**Activity:** Could the data underneath be repeated exactly, in full?
==== Records provided ====
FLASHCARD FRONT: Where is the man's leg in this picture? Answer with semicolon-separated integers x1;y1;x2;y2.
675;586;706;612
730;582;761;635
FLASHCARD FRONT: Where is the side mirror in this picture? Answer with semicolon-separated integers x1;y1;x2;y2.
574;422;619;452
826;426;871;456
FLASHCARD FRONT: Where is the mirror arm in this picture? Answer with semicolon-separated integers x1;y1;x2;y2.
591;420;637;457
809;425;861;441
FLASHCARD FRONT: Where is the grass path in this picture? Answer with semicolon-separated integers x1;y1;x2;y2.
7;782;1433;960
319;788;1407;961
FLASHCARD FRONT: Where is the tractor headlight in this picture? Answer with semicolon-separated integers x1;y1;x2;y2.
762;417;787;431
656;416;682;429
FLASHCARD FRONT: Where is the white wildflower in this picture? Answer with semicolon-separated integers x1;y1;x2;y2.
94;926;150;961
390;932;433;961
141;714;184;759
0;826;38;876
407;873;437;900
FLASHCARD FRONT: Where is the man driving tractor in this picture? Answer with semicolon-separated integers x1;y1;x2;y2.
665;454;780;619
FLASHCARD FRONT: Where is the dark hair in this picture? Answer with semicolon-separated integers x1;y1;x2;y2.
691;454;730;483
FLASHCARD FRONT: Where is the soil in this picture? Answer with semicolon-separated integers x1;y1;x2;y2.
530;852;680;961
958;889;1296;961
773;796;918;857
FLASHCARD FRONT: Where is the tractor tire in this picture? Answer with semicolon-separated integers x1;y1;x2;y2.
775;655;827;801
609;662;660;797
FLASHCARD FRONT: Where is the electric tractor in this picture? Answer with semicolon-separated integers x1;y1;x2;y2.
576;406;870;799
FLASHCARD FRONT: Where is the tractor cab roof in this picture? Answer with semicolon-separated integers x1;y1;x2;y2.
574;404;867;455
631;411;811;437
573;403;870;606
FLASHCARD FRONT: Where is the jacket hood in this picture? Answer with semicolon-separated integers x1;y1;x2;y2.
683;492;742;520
====
**Response:**
FLASHCARD FRONT: Where is the man's leg in this picture? Answer with semicolon-separated integers x1;y1;x2;y2.
675;586;706;612
730;582;761;635
FLASHCARD FRONT: Where is the side mirror in this picture? Answer with semicolon-separated integers x1;y1;x2;y2.
574;422;619;452
826;426;871;456
FLASHCARD FRONT: Where is the mirror arm in this picture? Answer with semicolon-separated integers x1;y1;x2;y2.
591;420;637;457
809;425;861;441
FLASHCARD FRONT: Where is the grass path in this picture? Answer with semicolon-separated integers x1;y1;x2;y2.
7;782;1433;960
319;788;1407;961
FLASHCARD FRONT: Where is the tractor headlight in this picture? Answer with semicolon-separated integers x1;y1;x2;y2.
762;417;787;431
656;416;682;429
FLASHCARD FRONT: Where is the white wildflower in this picture? Answer with semicolon-separated integers x1;y1;x2;y2.
94;926;150;961
390;932;433;961
141;714;184;759
0;826;38;876
407;873;437;900
FLASHCARD FRONT: Where is the man driving tractor in this picture? Answer with semicolon-separated integers x1;y1;x2;y2.
665;454;780;619
FLASHCARD FRONT: Where is the dark hair in this picture? Answer with semicolon-separated integers x1;y1;x2;y2.
691;454;730;483
FLASHCARD FRONT: Where is the soil in this picture? Answer with semicolon-separated integers x1;y1;x2;y2.
530;852;680;961
958;889;1296;961
773;796;918;857
FLASHCARD FRONT: Where is the tractor tire in this picture? Answer with semicolon-separated integers x1;y1;x2;y2.
775;655;827;801
609;662;660;797
FLASHCARD FRONT: Where is the electric tractor in this picture? Answer with semicolon-separated integers x1;y1;x2;y2.
576;406;870;799
FLASHCARD FRONT: Where is the tractor cab roof in this picture? Answer with semicolon-separated integers x1;y1;x2;y2.
574;404;867;455
631;411;811;437
573;403;870;606
FLASHCARD FRONT: Where is the jacket hood in this picture? Answer with semicolon-separated integers x1;y1;x2;y2.
683;492;742;520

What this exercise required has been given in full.